However, the point I wanted to make was slightly different and it goes back to the discussion a few posts back about the apparently new line in the Alamy terms and conditions where they state that the license should be the same as the license offered for similar images on other stock sites.

I was posing a question on a different thread about copyright of a statue - we all agreed it was complicated, although there are some documents that I am going to plough through to get to the answer. But, assuming I hadn't done that and just uploaded to Shutterstock et al, some of the sites would have accepted it and others would have rejected because of no property release (as has happened). I then go to Alamy and complete their upload form where I am specifically asked if the image needs a property release and if I have one. As I am not 100% sure, I say that I think it needs one and I don't have one. That defaults the image to RM. Bottom line - even though I may think I have done some research and am "sort of" sure that it doesn't still have copyright, the subject is so complex that no photographer can be really sure, so I err on the side of caution with Alamy. I then end up, with no ulterior motive, with the file as RF on some sites and RM on Alamy.

Steve

« Reply #27 on: June 07, 2011, 11:28 »

Tasks to complete
- 1) For each statement about the forum post on stock photo licensing, say yes or no and quote the deciding words: (a) The poster says the Alamy upload form asks whether the image needs a property release. (b) Every site accepted the statue image. (c) Declaring that a release is needed but not held makes the image RF on Alamy.
- 2) Name every company or person mentioned by name in the forum post on stock photo licensing.
- 3) Carry the forum post on stock photo licensing forward from its last line.

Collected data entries
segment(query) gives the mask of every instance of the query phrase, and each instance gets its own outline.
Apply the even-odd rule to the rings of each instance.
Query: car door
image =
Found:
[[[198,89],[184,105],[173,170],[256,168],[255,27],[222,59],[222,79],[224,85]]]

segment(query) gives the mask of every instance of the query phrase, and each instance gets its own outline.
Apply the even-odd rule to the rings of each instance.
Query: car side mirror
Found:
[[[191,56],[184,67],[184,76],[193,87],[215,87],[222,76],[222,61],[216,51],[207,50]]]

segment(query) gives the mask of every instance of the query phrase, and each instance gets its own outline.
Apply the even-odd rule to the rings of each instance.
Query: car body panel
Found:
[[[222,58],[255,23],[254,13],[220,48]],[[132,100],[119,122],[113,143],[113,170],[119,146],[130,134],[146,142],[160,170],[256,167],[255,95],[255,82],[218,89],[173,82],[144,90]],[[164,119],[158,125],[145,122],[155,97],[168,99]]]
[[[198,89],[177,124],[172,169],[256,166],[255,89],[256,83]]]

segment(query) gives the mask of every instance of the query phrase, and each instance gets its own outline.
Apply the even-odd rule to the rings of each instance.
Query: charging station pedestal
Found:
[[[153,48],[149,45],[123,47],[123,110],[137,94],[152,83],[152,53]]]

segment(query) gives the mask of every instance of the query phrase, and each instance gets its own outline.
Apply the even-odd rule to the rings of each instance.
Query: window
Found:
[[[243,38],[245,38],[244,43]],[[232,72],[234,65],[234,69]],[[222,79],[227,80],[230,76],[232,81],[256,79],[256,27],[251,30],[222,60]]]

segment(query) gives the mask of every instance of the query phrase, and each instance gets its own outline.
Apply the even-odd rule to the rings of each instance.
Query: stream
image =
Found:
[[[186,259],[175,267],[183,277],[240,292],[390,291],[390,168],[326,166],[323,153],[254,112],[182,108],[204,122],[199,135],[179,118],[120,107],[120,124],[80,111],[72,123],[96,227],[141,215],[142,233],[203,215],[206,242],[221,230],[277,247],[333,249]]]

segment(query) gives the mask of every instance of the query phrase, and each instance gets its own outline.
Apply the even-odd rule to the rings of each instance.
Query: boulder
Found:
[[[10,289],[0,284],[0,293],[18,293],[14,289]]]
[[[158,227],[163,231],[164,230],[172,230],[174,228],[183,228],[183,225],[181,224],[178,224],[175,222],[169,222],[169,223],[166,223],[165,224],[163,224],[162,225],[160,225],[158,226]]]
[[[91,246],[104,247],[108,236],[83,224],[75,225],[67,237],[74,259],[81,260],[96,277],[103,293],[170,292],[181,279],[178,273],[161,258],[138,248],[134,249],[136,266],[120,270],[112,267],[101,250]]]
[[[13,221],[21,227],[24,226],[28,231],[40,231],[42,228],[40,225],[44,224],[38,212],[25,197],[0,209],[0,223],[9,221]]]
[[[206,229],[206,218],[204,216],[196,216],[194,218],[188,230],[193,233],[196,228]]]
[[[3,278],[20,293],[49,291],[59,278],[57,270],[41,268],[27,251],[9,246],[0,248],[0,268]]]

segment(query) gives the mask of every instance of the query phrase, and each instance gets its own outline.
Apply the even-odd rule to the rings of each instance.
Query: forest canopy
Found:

Task-by-task answers
- 1)
(a) Yes: "I am specifically asked if the image needs a property release and if I have one"
(b) No: "some of the sites would have accepted it and others would have rejected because of no property release"
(c) No: "That defaults the image to RM."

- 2) Alamy, Shutterstock, Steve

- 3)
0
" I then end up, with no ulterior motive, with the file as RF on some sites and RM on Alamy."

But that isn't what you asked in your survey. Your survey asks specificaly for RF rather than RM. You would likely have seen completely different results had you asked if people submit their RF images as RM on Alamy. I certainly don't.

« Reply #28 on: June 07, 2011, 11:29 »
0
OK, nvm, I just noticed it wasn't your survey. Sorry.

RacePhoto

« Reply #29 on: June 07, 2011, 23:36 »
0
For me it has almost nothing to do with dual marketing, although I don't want to compete with myself when I get $80 commission on Alamy and 25c to 50c on Micro. Anyone can sell at multiple sites if they wish and find they are also wasting time on Alamy because buyers aren't living in a closet and do search for better prices?

The question for me is, do I want to waste time competing with myself and will the same images that sell on micro actually sell on Alamy? Maybe some do, but they are different buyers and a different market, so no I just don't bother.


So, 18 says "yes", and 5 says "no". Very surprised by the poll results so far. I thought most people were against it as I've read many posts over time encouraging not to submit micro images to Alamy. Maybe these people have been more sound than others and I've just misunderstood the situation.
Think I'm going to start reading their agreement and consider selling my images there

« Reply #30 on: June 08, 2011, 01:04 »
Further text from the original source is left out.